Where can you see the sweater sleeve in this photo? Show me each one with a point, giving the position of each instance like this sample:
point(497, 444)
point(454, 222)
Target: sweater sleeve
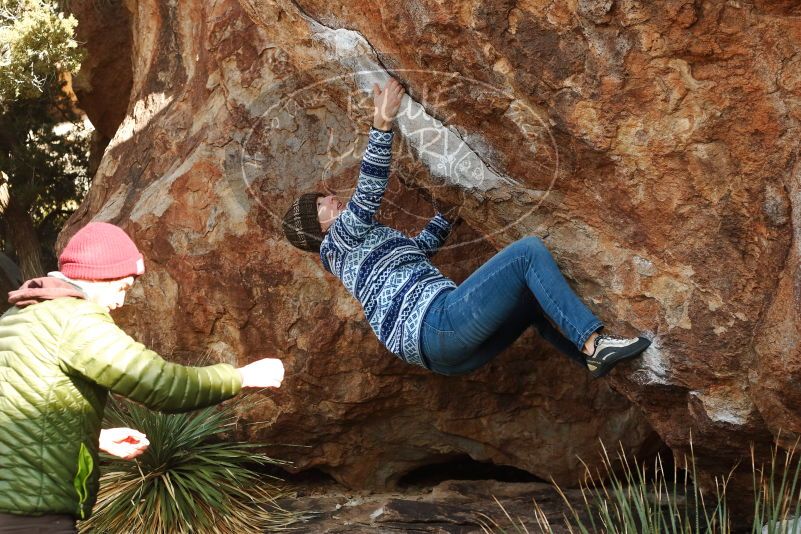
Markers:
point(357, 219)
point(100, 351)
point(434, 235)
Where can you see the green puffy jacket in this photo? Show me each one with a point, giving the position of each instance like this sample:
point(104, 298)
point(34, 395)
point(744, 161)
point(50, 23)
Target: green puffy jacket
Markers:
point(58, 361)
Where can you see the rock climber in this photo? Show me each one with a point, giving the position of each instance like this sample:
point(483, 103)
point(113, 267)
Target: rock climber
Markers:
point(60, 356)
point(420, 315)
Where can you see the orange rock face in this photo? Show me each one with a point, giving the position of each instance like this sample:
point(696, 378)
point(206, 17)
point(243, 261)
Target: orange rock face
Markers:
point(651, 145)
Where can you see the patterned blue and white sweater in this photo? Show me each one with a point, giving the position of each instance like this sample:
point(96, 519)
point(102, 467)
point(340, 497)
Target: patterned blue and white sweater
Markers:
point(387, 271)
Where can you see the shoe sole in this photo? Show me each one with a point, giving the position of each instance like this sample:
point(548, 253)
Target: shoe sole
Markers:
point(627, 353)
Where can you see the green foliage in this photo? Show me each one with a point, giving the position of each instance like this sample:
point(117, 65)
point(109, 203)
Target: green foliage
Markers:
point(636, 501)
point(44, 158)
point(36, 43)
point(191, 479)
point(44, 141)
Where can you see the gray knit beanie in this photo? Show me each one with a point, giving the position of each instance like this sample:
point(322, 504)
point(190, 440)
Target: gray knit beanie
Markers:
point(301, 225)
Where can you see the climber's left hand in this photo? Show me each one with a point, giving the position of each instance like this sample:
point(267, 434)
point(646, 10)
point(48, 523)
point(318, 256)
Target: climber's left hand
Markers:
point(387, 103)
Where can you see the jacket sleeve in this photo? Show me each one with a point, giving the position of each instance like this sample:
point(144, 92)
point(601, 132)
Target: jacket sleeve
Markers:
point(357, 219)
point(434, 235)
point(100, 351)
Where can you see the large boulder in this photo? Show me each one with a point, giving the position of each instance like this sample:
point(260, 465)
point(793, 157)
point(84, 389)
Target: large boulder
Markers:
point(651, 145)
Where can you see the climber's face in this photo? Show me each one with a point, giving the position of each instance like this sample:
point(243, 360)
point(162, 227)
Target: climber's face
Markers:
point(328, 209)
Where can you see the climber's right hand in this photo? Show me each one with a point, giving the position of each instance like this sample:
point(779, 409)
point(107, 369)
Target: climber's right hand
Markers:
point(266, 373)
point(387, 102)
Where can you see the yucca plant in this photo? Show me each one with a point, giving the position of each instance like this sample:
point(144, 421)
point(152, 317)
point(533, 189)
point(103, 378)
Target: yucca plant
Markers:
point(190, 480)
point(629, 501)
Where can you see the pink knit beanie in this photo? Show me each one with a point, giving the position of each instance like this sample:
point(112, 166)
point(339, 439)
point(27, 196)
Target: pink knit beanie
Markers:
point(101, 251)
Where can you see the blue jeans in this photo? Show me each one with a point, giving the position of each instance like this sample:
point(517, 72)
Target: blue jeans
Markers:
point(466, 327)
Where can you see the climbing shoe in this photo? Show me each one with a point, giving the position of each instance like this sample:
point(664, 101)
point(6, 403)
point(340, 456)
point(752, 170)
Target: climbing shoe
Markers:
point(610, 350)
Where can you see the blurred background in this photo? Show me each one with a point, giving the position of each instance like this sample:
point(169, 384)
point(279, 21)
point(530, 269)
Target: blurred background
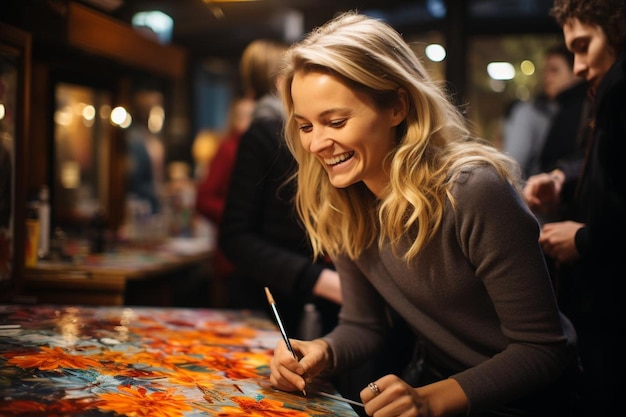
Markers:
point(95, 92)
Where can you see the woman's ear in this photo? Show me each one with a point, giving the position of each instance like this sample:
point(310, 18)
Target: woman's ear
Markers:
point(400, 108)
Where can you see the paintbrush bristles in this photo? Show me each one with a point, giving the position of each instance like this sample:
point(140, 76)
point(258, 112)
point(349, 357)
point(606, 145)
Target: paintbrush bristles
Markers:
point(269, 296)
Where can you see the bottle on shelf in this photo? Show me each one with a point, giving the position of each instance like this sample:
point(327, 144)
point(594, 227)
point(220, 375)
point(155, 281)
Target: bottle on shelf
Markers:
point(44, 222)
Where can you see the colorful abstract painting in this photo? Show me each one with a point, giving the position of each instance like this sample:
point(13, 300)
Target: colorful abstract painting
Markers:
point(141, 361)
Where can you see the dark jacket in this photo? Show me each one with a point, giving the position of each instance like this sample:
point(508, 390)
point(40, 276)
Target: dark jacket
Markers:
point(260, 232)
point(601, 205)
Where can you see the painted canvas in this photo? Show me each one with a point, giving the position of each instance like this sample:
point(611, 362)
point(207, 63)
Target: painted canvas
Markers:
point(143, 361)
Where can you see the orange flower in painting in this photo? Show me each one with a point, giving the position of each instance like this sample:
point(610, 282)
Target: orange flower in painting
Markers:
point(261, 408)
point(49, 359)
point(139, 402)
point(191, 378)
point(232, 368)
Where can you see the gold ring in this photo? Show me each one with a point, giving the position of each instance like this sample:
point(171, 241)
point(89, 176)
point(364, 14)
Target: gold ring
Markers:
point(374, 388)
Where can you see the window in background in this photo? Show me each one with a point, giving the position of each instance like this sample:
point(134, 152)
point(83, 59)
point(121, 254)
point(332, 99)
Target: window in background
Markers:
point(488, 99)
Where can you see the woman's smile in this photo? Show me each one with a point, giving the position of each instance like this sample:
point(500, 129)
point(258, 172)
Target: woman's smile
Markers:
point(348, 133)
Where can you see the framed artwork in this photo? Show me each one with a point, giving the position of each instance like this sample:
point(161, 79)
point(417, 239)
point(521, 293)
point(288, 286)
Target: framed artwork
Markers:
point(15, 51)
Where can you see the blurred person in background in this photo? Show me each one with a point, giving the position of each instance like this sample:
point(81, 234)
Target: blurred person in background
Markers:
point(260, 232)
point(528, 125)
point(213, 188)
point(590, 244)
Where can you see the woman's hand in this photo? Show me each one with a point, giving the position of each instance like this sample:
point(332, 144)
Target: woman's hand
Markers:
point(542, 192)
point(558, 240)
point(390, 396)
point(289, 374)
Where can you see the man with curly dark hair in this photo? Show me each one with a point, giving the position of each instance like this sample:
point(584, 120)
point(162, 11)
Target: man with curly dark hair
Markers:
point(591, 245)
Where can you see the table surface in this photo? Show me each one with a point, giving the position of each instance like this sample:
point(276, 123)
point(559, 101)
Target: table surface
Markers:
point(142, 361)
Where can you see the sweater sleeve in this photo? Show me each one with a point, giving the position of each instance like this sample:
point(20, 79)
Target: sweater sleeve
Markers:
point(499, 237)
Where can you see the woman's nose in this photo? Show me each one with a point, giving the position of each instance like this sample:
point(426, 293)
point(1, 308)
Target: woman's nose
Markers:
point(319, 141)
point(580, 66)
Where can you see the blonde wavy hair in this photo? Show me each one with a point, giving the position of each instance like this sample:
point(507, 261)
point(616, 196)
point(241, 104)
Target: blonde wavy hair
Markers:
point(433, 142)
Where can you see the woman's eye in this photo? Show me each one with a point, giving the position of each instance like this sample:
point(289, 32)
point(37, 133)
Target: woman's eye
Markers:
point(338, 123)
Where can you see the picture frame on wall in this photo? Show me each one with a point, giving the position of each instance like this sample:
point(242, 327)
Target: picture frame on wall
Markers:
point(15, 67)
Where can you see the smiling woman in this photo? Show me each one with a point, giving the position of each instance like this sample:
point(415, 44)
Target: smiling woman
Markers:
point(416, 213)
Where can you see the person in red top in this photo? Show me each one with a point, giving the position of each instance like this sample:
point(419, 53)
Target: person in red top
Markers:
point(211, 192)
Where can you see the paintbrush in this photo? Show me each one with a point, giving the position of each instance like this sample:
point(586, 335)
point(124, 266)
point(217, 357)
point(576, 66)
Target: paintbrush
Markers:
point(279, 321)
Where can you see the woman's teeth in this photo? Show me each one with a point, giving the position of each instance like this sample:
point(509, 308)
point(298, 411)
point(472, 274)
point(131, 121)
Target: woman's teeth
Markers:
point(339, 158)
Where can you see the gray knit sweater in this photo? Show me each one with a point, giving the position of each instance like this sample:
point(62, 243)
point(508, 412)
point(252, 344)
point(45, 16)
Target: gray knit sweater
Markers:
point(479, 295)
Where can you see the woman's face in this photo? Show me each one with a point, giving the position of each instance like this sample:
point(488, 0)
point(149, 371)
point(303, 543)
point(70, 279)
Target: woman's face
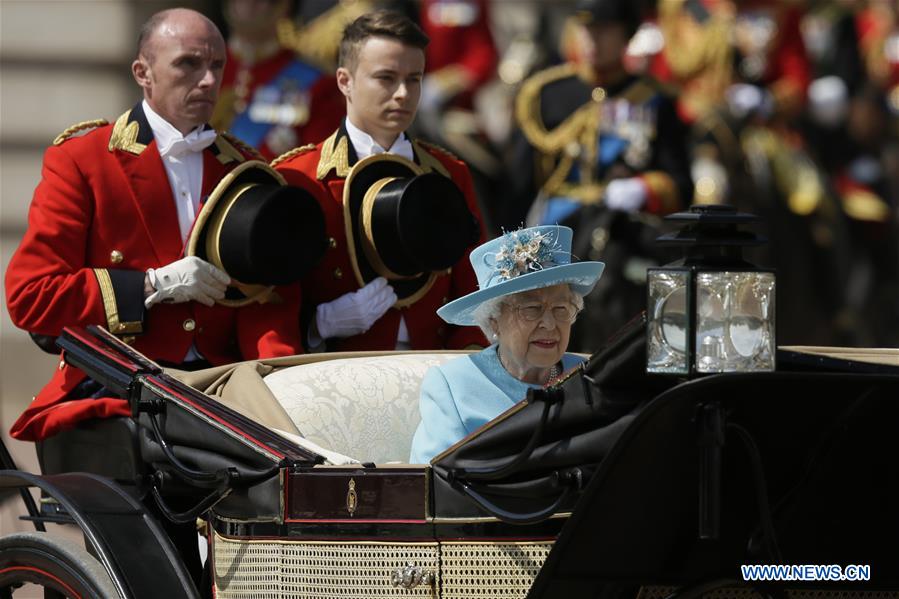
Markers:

......

- INSTRUCTION: Copy the entries above word for word, from the very first line down to and including the line that contains "point(58, 361)". Leave the pictures out of your copy.

- SOLUTION TO THIS PROBLEM:
Where can you see the sweater sleeve in this photo? Show me each one with a point, giving the position of each instance like this sample:
point(497, 444)
point(454, 222)
Target: sweater sleeve
Markers:
point(357, 219)
point(100, 351)
point(434, 235)
Where can you see the green puffy jacket in this photo? Show me each one with a point, giving the position of each instance like this sample:
point(104, 298)
point(34, 395)
point(744, 161)
point(50, 23)
Target: green puffy jacket
Markers:
point(58, 361)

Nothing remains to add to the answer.